- [What the exercise asks]
Answer these questions from the text on the investigation into Chappell's death, each on its own line:
(a) Whom did Wayne Chessman name as the one who fired the gun?
(b) Where was the missing paperwork on Chappell's death later found?
(c) How long did Rich serve in prison?
* BEGIN Document *
As word of Chappell's killing spread, riots escalated in the city.

Investigations
The case of Chappell's death went unsolved for months until two sheriff detectives, Lee Cody  and Donald Coleman Sr., interrogated a young local called Wayne Chessman about the murder. Chessman confessed to being in the car with three other men, giving their names and details of the evening. Chessman stated that a man named J.W. Rich was the one to fire the gun; he and the other passengers were subsequently arrested by Cody and Coleman who say they then confessed to shooting Chappell. When they went to read the paperwork regarding Chappell's death, however, they found that it was missing, later finding it under the mat in their boss's office.

The four men went to trial, but the gun used in the shooting went missing and the detectives were not asked to testify about the confessions. As a result, the jury charged Rich with manslaughter and the charges were dropped against the other men. Rich served three years in prison, and Cody and Coleman were demoted and later fired after complaining about racism and corruption in the department.
* END Document *
* BEGIN Data provided *
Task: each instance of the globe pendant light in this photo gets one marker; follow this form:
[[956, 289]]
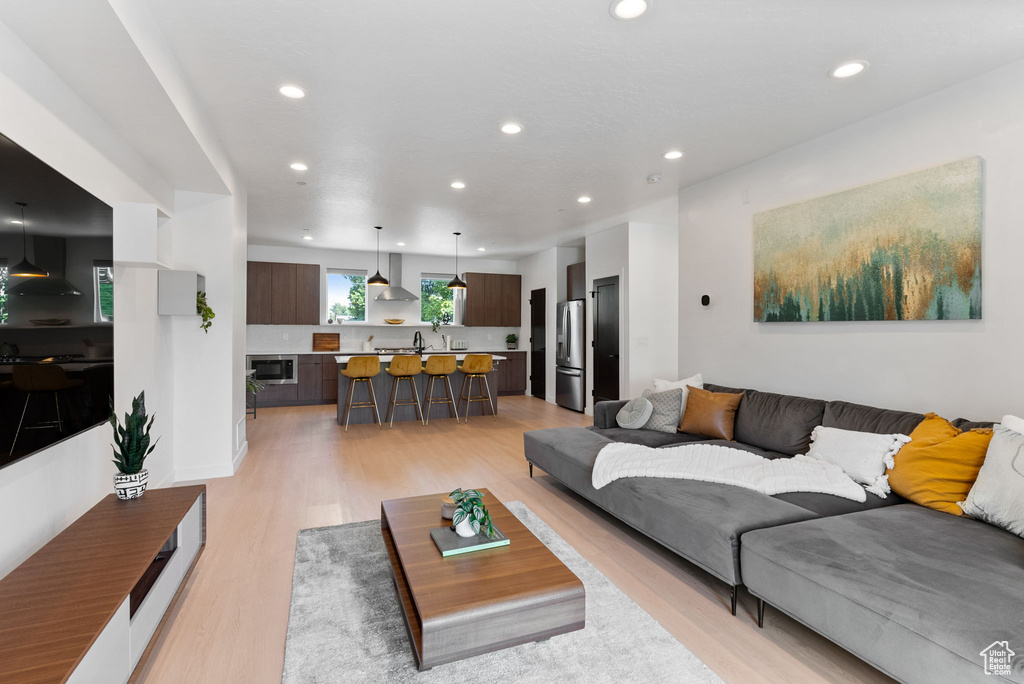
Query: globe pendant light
* END Data provided *
- [Complete output]
(a) J.W. Rich
(b) Under the mat in the detectives' boss's office
(c) Three years